##### Text segment

There are four types of effects:

  • The thermal effect:
    Hyperthermia: the use of the laser causes a moderate increase in temperature to the target area, ranging from 41 to 44°C. This lasts a few dozen minutes. The result is cell death due to changes in the enzymatic processes. This method, which is rather difficult to control, is rarely used.

    Coagulation: this process consists in reaching a high temperature that can go from 50 to 100°C in the course of a second. This leads to desiccation (water evacuation), bleaching and shrinking of tissue by denaturing proteins and collagen.

    Vaporization: the different tissue components disappear into vapor from 100°C within the relatively short time of about one tenth of a second.

  • The mechanical effect (cavitation): this process consists in creating a thermal effect that is not diffused. The heat boils the water inside the cell and creates air bubbles that accumulate until they burst the cell in question.
  • The photoablation effect: in this case, the laser (especially in very short wavelengths) will break certain molecular bonds in the tissue and create a very clean cut without generating any heat. It is a topical, precise technique, but it does not allow for in-depth intervention.
  • The photodynamic effect: this process consists of first injecting a photosensitizing agent into a patient intravenously. When it comes into contact with the laser light, the product will absorb this energy and become toxic, in this way allowing for the treatment of the tumors it has attached itself to.

Are there any risks associated with the use of a laser?

There are some risks associated with the use of a medical laser. The main risk is retinal damage or even blindness. There is also a risk of burning the skin or other soft tissue, but this is rare. In the case of long-term hair removal, for example, the laser should only damage the hair follicle and not the skin.

##########
##### Information given

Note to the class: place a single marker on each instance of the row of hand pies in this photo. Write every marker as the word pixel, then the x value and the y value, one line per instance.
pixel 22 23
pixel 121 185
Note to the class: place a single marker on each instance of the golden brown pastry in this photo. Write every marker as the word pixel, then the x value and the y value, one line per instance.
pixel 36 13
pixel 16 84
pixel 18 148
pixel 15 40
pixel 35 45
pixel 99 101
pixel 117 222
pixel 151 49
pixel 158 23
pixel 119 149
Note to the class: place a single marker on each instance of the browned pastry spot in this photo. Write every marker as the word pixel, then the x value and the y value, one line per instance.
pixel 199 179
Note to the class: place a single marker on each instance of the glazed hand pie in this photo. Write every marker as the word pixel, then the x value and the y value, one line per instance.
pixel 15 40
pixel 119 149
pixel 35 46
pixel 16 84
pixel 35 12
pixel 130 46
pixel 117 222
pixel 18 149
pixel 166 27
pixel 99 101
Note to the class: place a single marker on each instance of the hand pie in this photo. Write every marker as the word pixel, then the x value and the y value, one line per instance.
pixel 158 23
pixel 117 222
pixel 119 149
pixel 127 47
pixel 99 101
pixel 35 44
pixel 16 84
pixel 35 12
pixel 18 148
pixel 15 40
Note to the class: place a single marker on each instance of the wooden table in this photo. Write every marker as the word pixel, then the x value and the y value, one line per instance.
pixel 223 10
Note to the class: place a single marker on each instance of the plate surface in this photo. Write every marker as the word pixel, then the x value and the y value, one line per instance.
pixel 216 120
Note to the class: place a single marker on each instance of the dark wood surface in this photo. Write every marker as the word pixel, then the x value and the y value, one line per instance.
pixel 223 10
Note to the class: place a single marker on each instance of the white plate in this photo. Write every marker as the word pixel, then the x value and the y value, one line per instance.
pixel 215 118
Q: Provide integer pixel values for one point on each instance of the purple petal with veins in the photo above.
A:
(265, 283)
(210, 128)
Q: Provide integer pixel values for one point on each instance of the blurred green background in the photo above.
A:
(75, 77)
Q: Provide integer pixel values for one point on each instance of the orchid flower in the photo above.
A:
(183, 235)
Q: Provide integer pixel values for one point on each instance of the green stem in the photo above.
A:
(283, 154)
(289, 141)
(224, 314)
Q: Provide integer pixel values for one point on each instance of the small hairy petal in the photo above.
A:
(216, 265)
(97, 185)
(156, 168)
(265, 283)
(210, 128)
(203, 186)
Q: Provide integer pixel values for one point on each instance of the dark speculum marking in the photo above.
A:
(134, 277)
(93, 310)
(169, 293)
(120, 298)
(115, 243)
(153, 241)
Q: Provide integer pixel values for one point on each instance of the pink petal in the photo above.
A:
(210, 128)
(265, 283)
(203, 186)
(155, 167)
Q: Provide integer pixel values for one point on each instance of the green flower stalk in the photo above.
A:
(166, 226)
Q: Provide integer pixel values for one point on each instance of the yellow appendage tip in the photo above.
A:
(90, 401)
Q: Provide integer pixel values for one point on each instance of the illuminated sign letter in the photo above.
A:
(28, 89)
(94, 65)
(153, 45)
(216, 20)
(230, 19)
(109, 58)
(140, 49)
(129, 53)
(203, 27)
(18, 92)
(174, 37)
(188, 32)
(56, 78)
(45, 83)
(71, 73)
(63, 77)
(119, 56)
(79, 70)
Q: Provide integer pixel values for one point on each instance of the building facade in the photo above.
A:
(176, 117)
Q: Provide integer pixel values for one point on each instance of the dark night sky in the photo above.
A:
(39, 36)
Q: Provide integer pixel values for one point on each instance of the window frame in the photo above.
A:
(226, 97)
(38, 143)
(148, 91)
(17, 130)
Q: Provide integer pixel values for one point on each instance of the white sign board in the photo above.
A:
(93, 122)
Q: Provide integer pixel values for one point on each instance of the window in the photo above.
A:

##########

Task 1: Reproduce the part of the text on medical laser effects that opens with the words containing "There are four" and closes with "tenth of a second.".
Task 2:
Answer from the text on medical laser effects:
(a) What temperature range does hyperthermia reach in the target area?
(b) About how long does vaporization take?
(c) What is the main risk of using a medical laser?
Task 3: Carry the text on medical laser effects forward from its final sentence.
The rows come from a different source than the text.

Exercise result 1:
There are four types of effects:

  • The thermal effect:
    Hyperthermia: the use of the laser causes a moderate increase in temperature to the target area, ranging from 41 to 44°C. This lasts a few dozen minutes. The result is cell death due to changes in the enzymatic processes. This method, which is rather difficult to control, is rarely used.

    Coagulation: this process consists in reaching a high temperature that can go from 50 to 100°C in the course of a second. This leads to desiccation (water evacuation), bleaching and shrinking of tissue by denaturing proteins and collagen.

    Vaporization: the different tissue components disappear into vapor from 100°C within the relatively short time of about one tenth of a second.

Exercise result 2:
(a) 41 to 44°C
(b) About one tenth of a second
(c) Retinal damage or even blindness

Exercise result 3:
However, not all lasers present such risks and this mainly depends on the class of laser used. In order to take precautions for a laser presenting risks, individual protective equipment is necessary, such as both the administrator and the patient wearing glasses. Eyes are the most vulnerable organ to lasers.

What are the different classes of medical lasers?

According to the international standard IEC 60825-1-2014, there are eight different classes of lasers, classified according to the dangerousness of the device.

  • Classes 1 and 1M: these classes concern lasers that do not represent any danger during their use, including direct vision of the beam over a long period of time. Class 1 also includes high-power lasers that are completely enclosed, so that no potentially dangerous radiation is accessible during use. This includes, for example, devices with built-in lasers.
  • Class 1C: this class concerns lasers intended for direct application of laser radiation to the skin or internal body tissue. It includes lasers used for diagnostic, therapeutic and cosmetic procedures (hair removal, wrinkle and acne reduction, etc.). Eye exposure to this class of lasers is prevented by technical means.
  • Classes 2 and 2M: these classes concern lasers that emit radiation in the visible spectrum but remain safe if the exposure is temporary (less than 0.25 seconds). They can be dangerous if you deliberately look into the beam. A warning message on the labels indicates not to look continuously or intentionally into the beam and to react actively to protect yourself, for example by moving your head or closing your eyes.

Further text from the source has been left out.